■ **Görevler**
• 1. Dedektifler üzerine yazıda, yazar dedektifleri kafasında hangi meslek grubuyla eşleştiriyor?
• 2. Dedektifler üzerine yazıda "Bir soruyla başlamak" sözleriyle başlayıp "bilmek rahatlatıcı olurdu." sözlerine kadar süren bölümü aynen yinele.

■ **Sayfa Alıntısı**
Bir soruyla başlamak istiyorum. Çünkü soruların ilerletici gücüne inanıyorum. Siz inanır mısınız? Öyleyse polisiye kurgularda dedektifleri neden severiz? Çok orijinal bir soru değil bu, farkındayım. Soruyla muhatap olan ilk cevap, zeki olmaları. Zeka bir süper güç olarak yapamayacağımız şeyleri yapmak demektir. Ve değerli görülmek isteyen varlıklarız, havalı olmayı sevmemiz suç değil. İkinci cevap buydu. Üçüncü cevap bariz, adalet getirmeleri. Adalet, nadir bir bitki gibi ekildiği toprağa hemen tutunmaz ve sürekli hastalanır. Onun yorulmadan ellerimize teslim edileceğini bilmek rahatlatıcı olurdu.

Son cevabımsa kişisel yerden de nemalanıyor; soruların peşinden koşarak gizlide kalanı açığa çıkartmaları. Dedektifler soruya hakkını veren bir meslek grubu olarak filozoflarla eşleşiyor benim kafamda. Evet, birisi çok daha soyut alanda gözlemci, birisi suça yönelik somut kanıtlarla uğraşıyor. Ancak yine de temellerinde düşünceyi tespit etmek, soru işaretleriyle bilinmezliğe gitme cesaretlerini görmek yetiyor bana. Siz ikna olmadıysanız işim ne, gelin teorimi detaylandırayım. Yalnız olaya geeklik katarak yapayım bunu, size dedektif ruhlu anti kahraman Rorschach, kibir timsali Ozymandias ve filozofların atası Socrates’le bir yolculuk vaadindeyim. Tabii bir noktada gözünüzün önünde Watchmen spoilerları patlayabilir, dikkatli ilerleyiniz.

Felsefe düşünme zanaatı, ‘fikretme’ meselesi. Dedektif de bu fikretme eylemiyle doludur. Tıpkı fırsat bulduğu her an toplumun çürümüşlüğünden şikayet eden Rorschach gibi. Ve gizli olana ilk sataşan sorulardır. Soru dedektifin de filozofun da başvurduğu ilk silahtır.

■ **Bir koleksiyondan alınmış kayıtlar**
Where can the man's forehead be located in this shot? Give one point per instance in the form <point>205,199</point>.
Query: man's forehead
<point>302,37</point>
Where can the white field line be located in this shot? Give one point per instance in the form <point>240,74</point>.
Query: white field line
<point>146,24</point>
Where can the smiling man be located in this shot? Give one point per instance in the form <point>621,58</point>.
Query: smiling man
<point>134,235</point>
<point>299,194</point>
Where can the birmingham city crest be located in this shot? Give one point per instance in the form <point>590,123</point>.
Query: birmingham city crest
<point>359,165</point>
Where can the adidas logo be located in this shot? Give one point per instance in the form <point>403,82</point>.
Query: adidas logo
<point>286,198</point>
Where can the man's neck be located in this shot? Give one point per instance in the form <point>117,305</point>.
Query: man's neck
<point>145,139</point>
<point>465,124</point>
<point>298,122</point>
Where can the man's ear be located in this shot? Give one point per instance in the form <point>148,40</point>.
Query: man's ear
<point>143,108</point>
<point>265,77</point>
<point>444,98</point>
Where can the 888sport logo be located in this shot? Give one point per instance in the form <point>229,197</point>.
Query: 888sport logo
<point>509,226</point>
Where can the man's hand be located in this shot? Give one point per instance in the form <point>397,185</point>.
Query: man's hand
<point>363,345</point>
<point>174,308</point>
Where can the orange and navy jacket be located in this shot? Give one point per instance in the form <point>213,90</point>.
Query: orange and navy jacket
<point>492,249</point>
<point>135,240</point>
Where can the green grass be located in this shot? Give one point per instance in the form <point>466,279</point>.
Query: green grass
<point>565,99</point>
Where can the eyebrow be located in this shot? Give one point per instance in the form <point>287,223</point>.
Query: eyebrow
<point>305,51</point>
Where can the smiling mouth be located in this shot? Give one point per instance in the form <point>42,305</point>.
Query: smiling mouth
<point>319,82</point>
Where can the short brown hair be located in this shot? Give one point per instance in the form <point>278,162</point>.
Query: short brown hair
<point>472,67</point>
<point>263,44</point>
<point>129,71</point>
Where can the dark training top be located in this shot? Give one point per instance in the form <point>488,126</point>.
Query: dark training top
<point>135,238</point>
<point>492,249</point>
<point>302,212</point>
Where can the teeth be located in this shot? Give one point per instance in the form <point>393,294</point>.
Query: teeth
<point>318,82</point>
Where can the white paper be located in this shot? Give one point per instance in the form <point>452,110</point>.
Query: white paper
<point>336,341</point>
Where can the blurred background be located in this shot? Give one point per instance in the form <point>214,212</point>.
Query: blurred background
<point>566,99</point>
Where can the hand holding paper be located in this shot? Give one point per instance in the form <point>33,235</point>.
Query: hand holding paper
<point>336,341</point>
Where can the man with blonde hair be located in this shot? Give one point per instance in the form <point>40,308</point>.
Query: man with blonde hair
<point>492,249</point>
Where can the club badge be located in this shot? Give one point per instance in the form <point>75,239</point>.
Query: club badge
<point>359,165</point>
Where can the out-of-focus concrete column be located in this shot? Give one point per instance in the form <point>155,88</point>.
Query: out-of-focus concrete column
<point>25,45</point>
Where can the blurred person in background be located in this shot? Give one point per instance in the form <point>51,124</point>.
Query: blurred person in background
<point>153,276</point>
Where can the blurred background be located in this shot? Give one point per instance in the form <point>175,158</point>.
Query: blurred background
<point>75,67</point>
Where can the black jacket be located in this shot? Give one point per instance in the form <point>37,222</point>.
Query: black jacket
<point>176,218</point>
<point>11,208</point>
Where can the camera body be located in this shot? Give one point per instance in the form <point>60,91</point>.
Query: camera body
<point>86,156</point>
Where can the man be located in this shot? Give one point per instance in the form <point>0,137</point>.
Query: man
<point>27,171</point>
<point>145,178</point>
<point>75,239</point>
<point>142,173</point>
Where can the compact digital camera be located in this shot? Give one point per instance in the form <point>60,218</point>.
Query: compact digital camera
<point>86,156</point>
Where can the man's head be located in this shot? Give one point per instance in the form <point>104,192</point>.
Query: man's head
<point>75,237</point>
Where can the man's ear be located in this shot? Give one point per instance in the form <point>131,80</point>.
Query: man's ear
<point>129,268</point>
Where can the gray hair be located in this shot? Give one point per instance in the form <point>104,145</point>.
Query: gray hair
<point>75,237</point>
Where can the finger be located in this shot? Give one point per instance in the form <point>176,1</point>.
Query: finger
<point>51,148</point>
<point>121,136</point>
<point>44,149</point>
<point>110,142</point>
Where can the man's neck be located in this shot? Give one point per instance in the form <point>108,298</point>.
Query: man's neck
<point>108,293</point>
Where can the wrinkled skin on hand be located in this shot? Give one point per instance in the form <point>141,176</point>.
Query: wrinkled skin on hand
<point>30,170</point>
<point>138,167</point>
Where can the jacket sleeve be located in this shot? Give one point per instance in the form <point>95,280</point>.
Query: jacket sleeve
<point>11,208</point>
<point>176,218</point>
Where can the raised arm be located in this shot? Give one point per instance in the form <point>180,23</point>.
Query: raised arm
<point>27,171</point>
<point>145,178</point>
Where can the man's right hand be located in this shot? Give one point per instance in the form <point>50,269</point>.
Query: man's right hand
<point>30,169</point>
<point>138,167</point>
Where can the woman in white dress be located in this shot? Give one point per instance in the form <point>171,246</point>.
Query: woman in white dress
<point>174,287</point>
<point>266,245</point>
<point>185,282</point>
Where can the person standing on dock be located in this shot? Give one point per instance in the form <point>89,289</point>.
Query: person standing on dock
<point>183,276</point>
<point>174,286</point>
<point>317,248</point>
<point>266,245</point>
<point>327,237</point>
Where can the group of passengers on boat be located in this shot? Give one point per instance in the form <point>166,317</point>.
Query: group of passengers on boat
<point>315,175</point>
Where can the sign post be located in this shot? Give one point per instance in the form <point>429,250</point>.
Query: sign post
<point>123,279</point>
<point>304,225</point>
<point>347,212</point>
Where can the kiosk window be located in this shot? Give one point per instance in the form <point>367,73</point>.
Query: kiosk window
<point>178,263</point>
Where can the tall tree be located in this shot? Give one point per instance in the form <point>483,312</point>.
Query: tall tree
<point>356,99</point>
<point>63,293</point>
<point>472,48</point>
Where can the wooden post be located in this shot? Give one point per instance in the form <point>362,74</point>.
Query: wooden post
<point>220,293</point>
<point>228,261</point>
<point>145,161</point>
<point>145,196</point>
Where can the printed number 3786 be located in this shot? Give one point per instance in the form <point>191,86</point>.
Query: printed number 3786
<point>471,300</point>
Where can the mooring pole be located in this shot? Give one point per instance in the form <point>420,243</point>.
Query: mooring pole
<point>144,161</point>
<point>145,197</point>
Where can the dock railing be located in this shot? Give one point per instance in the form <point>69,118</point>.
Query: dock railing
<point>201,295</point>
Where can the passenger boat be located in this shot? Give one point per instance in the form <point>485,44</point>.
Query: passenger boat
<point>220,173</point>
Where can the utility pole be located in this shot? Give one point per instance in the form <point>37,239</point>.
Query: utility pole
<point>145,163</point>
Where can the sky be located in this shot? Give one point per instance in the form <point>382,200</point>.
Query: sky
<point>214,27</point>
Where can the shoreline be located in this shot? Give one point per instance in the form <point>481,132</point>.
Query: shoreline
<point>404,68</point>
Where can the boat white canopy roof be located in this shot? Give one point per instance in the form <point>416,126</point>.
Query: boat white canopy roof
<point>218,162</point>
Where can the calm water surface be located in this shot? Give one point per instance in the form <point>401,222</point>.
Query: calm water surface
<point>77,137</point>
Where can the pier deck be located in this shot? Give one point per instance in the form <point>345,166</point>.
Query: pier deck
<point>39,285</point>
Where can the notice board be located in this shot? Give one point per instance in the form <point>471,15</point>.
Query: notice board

■ **Sırayla Yanıtlar**
• 1. Filozoflarla.

• 2.
Bir soruyla başlamak istiyorum. Çünkü soruların ilerletici gücüne inanıyorum. Siz inanır mısınız? Öyleyse polisiye kurgularda dedektifleri neden severiz? Çok orijinal bir soru değil bu, farkındayım. Soruyla muhatap olan ilk cevap, zeki olmaları. Zeka bir süper güç olarak yapamayacağımız şeyleri yapmak demektir. Ve değerli görülmek isteyen varlıklarız, havalı olmayı sevmemiz suç değil. İkinci cevap buydu. Üçüncü cevap bariz, adalet getirmeleri. Adalet, nadir bir bitki gibi ekildiği toprağa hemen tutunmaz ve sürekli hastalanır. Onun yorulmadan ellerimize teslim edileceğini bilmek rahatlatıcı olurdu.